Dean Lance O'Gorman (born 1 December 1976) is a New Zealand actor, artist, and photographer. He played the dwarf Fíli in the Hobbit trilogy and the Norse God Bragi/Anders Johnson in the fantasy series The Almighty Johnsons. He also portrayed Kirk Douglas in Trumbo (2015).

Early life
O'Gorman was born in Auckland, New Zealand, to parents Lance, a landscape painter, and Christine O'Gorman. He has a younger brother, Brett, who is also an actor as well as a comedian. He has Irish and English ancestry; his maternal grandfather was an English paratrooper in the Second World War.

O'Gorman earned a black belt in karate by the age of ten, and attended Rangitoto College in Auckland. He initially planned to study graphic design.

Career

Film

At 12 years old, O'Gorman was discovered by a casting agent during a school speech competition. After acting in a number of television roles and the Australian film The Rogue Stallion, he got a starring role in 1995 teen romance Bonjour Timothy, a performance which earned him a nomination for Best Actor at the Giffoni Film Festival in Italy.

Subsequent roles included co-starring as Mark in ensemble drama When Love Comes and playing opposite Melanie Lynskey in road movie Snakeskin, the latter of which received five awards at the 2001 New Zealand Film and Television Awards.

In April 2011, O'Gorman was cast as the Dwarf Fili in Peter Jackson's three-part film adaptation of The Hobbit. He later made a cameo appearance in an advertisement for Air New Zealand.

In Jay Roach's 2015 film Trumbo, O'Gorman plays the part of Kirk Douglas, including a re-creation of filming the movie Spartacus.  He plays a demoralized writer in the 2017 film Pork Pie, winning praise at Cannes.

Television

O'Gorman began acting in television in the early 1990s. His career took off in the middle of the decade, when he won the role of Harry Martin in popular New Zealand soap opera Shortland Street and appeared in locally-shot shows Hercules: The Legendary Journeys and Xena: Warrior Princess multiple times. O'Gorman also held a regular role as Iolaus in the short-lived Young Hercules opposite Ryan Gosling, and in Australian hit McLeod's Daughters, as Luke Morgan, a love interest of Jodi Fountain McLeod.

He has made multiple guest appearances on several television shows including The Cult, Go Girls and Legend of the Seeker. From 2011 to 2013, O'Gorman played the role of Anders Johnson in New Zealand fantasy series The Almighty Johnsons. He played mountaineer George Lowe in 2016 mini-series Hillary.

◆ Required task
Print the part of the Dean O'Gorman biography from "Subsequent roles included" up to and including "and Television Awards.", word for word.

◆ Recorded data
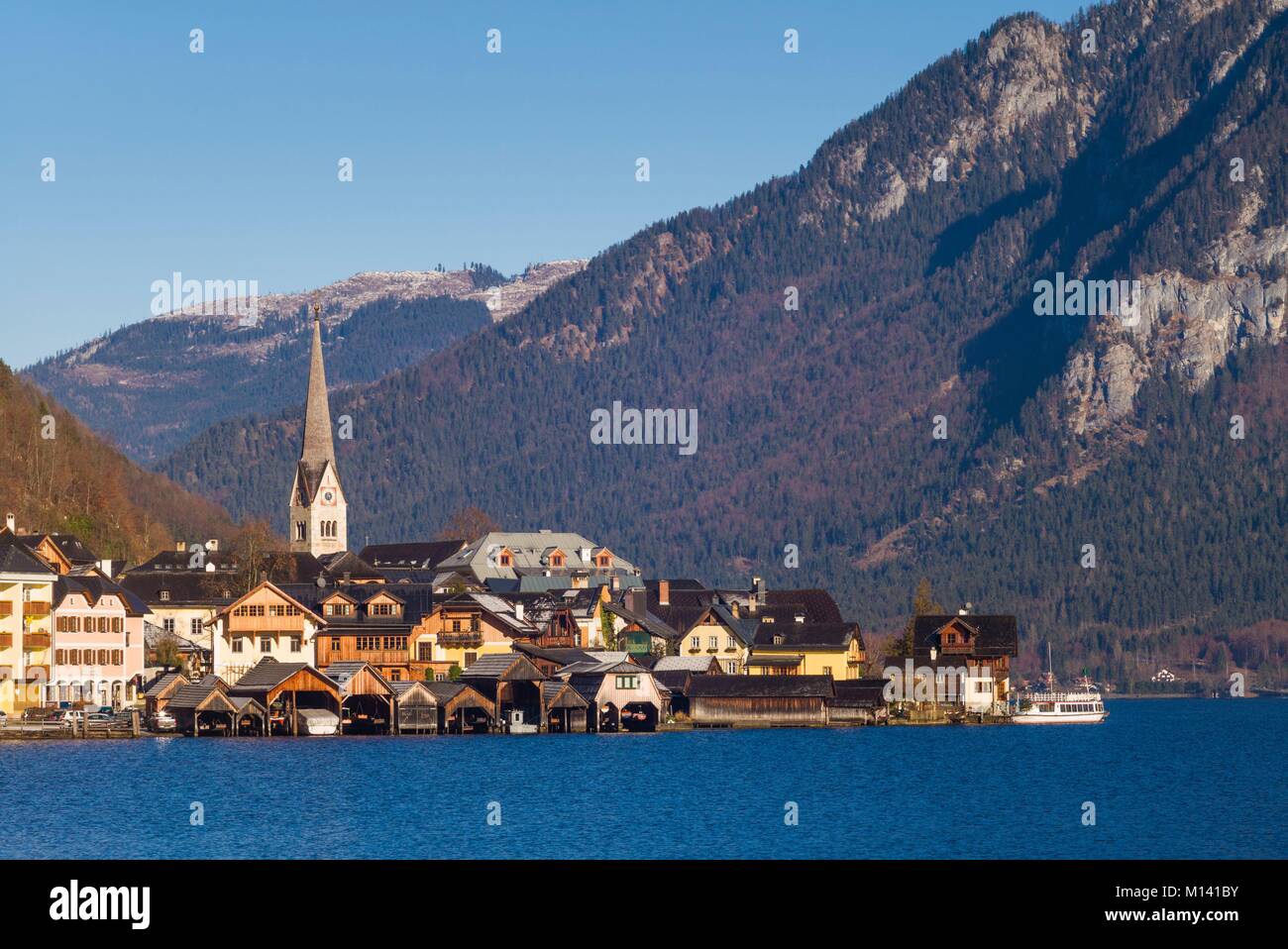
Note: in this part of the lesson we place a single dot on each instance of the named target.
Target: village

◆ Expected answer
Subsequent roles included co-starring as Mark in ensemble drama When Love Comes and playing opposite Melanie Lynskey in road movie Snakeskin, the latter of which received five awards at the 2001 New Zealand Film and Television Awards.